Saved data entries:
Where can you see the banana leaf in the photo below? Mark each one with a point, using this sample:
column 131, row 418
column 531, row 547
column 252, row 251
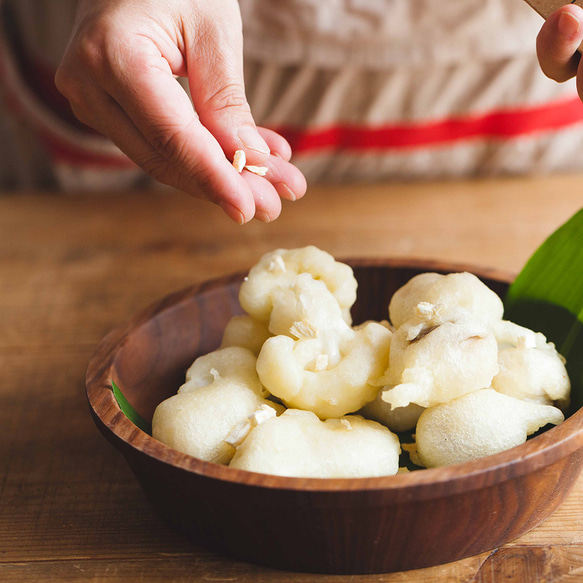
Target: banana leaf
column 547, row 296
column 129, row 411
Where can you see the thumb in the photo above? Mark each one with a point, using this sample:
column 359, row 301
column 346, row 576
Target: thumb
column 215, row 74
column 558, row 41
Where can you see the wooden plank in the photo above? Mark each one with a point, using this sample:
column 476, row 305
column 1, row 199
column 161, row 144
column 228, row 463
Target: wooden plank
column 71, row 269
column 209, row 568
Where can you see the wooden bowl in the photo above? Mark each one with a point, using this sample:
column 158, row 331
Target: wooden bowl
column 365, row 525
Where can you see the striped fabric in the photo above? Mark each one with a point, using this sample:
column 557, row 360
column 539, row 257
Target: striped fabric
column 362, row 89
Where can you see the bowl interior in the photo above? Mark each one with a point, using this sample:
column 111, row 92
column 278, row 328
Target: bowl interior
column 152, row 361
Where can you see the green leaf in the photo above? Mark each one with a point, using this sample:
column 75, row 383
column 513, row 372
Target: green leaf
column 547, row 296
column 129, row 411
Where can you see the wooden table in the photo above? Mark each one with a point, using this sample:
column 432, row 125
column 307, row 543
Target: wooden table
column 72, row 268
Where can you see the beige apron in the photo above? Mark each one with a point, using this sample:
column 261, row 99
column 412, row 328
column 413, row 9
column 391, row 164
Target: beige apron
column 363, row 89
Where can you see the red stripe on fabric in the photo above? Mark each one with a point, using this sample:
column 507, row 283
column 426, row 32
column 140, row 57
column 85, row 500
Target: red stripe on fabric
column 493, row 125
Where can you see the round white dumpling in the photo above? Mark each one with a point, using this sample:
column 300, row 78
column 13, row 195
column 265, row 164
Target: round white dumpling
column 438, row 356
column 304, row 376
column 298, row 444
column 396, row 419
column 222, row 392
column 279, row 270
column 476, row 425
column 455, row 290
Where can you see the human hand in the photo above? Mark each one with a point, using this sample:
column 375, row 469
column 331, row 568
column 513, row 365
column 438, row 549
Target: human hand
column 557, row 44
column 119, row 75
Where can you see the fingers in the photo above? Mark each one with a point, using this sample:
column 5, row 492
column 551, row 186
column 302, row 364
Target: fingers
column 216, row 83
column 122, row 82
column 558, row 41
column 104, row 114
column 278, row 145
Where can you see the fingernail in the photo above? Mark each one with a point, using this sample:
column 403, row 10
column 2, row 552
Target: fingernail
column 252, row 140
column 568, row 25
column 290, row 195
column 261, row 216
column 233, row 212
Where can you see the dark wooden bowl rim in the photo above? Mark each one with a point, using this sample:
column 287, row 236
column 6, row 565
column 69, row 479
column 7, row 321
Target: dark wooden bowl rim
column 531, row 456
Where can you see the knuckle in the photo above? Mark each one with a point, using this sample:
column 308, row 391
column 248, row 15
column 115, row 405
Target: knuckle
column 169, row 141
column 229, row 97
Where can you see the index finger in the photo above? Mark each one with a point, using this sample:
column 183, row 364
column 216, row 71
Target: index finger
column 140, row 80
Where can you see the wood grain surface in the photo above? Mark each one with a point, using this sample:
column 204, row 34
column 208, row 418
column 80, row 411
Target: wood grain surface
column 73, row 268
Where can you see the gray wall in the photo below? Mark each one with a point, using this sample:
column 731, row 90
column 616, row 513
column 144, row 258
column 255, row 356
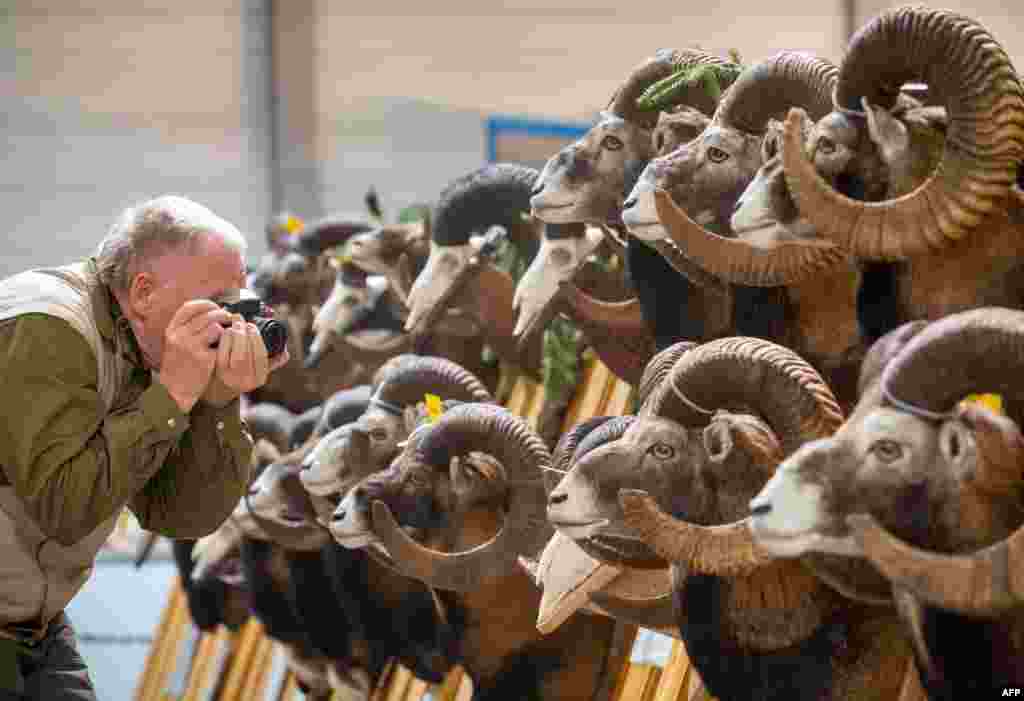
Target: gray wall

▶ _AIM_: Put every line of the listing above into a Markdown table with the columns n (the row number) and Line (the line itself), skipping blank lines. Leave the pictures out.

▶ _REPLY_:
| n | Line |
|---|---|
| 1 | Where can you see the banana leaf in the photo below? Mark each one with a point, using this sample: |
| 2 | column 131, row 418 |
| 3 | column 531, row 547 |
| 4 | column 252, row 251 |
| 5 | Target: banana leaf |
| 6 | column 547, row 296 |
| 7 | column 129, row 411 |
| 8 | Where can you see the thumb in the photo above? Mark each one with a point, using this sample: |
| 9 | column 359, row 301 |
| 10 | column 346, row 576 |
| 11 | Target: thumb |
| 12 | column 215, row 74 |
| 13 | column 558, row 41 |
| 14 | Where can you see the wooden plank in the photo above? Mark each one with a point, using this sample: |
| 15 | column 476, row 305 |
| 16 | column 1, row 199 |
| 17 | column 161, row 144 |
| 18 | column 228, row 463 |
| 19 | Target: wooden plank |
| 20 | column 71, row 269 |
| 21 | column 209, row 568 |
| 22 | Where can you see the wooden bowl in the photo above? Mark each one with a point, using this sample: |
| 23 | column 158, row 331 |
| 24 | Target: wooden bowl |
| 25 | column 365, row 525 |
| 26 | Where can you see the striped fabric in the photo above? Mark each one with a point, using this sample: |
| 27 | column 557, row 360 |
| 28 | column 539, row 257 |
| 29 | Target: striped fabric |
| 30 | column 362, row 89 |
| 31 | Where can you see the bowl interior in the photo above? Mark each one with a point, using this sample: |
| 32 | column 111, row 92 |
| 33 | column 278, row 328 |
| 34 | Target: bowl interior |
| 35 | column 152, row 361 |
| 36 | Where can you see the green leaf in the photo above? Mark each one with a point, using this sample: |
| 37 | column 75, row 383 |
| 38 | column 513, row 372 |
| 39 | Target: green leaf |
| 40 | column 547, row 296 |
| 41 | column 129, row 411 |
| 42 | Where can you see the wooden table in the photo above? Mark each one with a point, using this sample: |
| 43 | column 432, row 125 |
| 44 | column 307, row 543 |
| 45 | Target: wooden table |
| 46 | column 72, row 268 |
| 47 | Where can you see the beige apron in the photo above? Mark each one with a point, using this sample: |
| 48 | column 261, row 99 |
| 49 | column 412, row 328 |
| 50 | column 413, row 9 |
| 51 | column 391, row 164 |
| 52 | Target: beige apron |
| 53 | column 363, row 89 |
| 54 | Where can you see the red stripe on fabric in the photo above? Mark each one with a point, using this sample: |
| 55 | column 507, row 283 |
| 56 | column 426, row 32 |
| 57 | column 140, row 57 |
| 58 | column 85, row 500 |
| 59 | Target: red stripe on fabric |
| 60 | column 493, row 125 |
| 61 | Where can you see the round white dumpling in the photo above? Mark each one with a point, using this sample: |
| 62 | column 300, row 78 |
| 63 | column 13, row 195 |
| 64 | column 265, row 164 |
| 65 | Target: round white dumpling |
| 66 | column 438, row 356 |
| 67 | column 304, row 376 |
| 68 | column 298, row 444 |
| 69 | column 396, row 419 |
| 70 | column 222, row 392 |
| 71 | column 279, row 270 |
| 72 | column 476, row 425 |
| 73 | column 455, row 290 |
| 74 | Where can you see the human hand in the photo above? Mark each one with a point, using this sample: |
| 75 | column 375, row 469 |
| 76 | column 331, row 568 |
| 77 | column 513, row 365 |
| 78 | column 438, row 549 |
| 79 | Target: human hand |
| 80 | column 557, row 44 |
| 81 | column 119, row 75 |
| 82 | Where can you see the fingers in the photo above? Mark each one with a point, using this sample: |
| 83 | column 5, row 492 |
| 84 | column 551, row 186 |
| 85 | column 302, row 364 |
| 86 | Target: fingers |
| 87 | column 216, row 83 |
| 88 | column 122, row 82 |
| 89 | column 558, row 41 |
| 90 | column 104, row 114 |
| 91 | column 278, row 145 |
| 92 | Where can you see the fingernail in the photo above? Mark each one with a point, using this sample: |
| 93 | column 403, row 10 |
| 94 | column 2, row 552 |
| 95 | Target: fingernail |
| 96 | column 252, row 140 |
| 97 | column 568, row 25 |
| 98 | column 290, row 195 |
| 99 | column 261, row 216 |
| 100 | column 233, row 212 |
| 101 | Where can you see the dark wooden bowl rim in the photo above? Mark each one with a point, using this sample: |
| 102 | column 287, row 236 |
| 103 | column 6, row 565 |
| 104 | column 69, row 479 |
| 105 | column 7, row 321 |
| 106 | Target: dark wooden bowl rim |
| 107 | column 531, row 456 |
| 108 | Where can you see the knuckle in the photo above? Mark each one with a point, using this sample: |
| 109 | column 308, row 391 |
| 110 | column 248, row 15 |
| 111 | column 115, row 405 |
| 112 | Target: knuckle |
| 113 | column 169, row 141 |
| 114 | column 229, row 97 |
| 115 | Where can you see the index finger in the photo above? Mark each one with a point, using this sample: |
| 116 | column 183, row 364 |
| 117 | column 216, row 71 |
| 118 | Target: index finger |
| 119 | column 140, row 80 |
| 120 | Where can you see the wood grain surface in the photo above? Mark each one with a point, using this sample: |
| 121 | column 204, row 34 |
| 122 | column 208, row 418 |
| 123 | column 80, row 411 |
| 124 | Target: wood grain surface |
| 125 | column 73, row 268 |
| 126 | Where can you see the gray wall in the photo below? Mark each one with a point, using this sample: |
| 127 | column 731, row 90 |
| 128 | column 616, row 513 |
| 129 | column 144, row 258 |
| 130 | column 255, row 356 |
| 131 | Target: gray wall |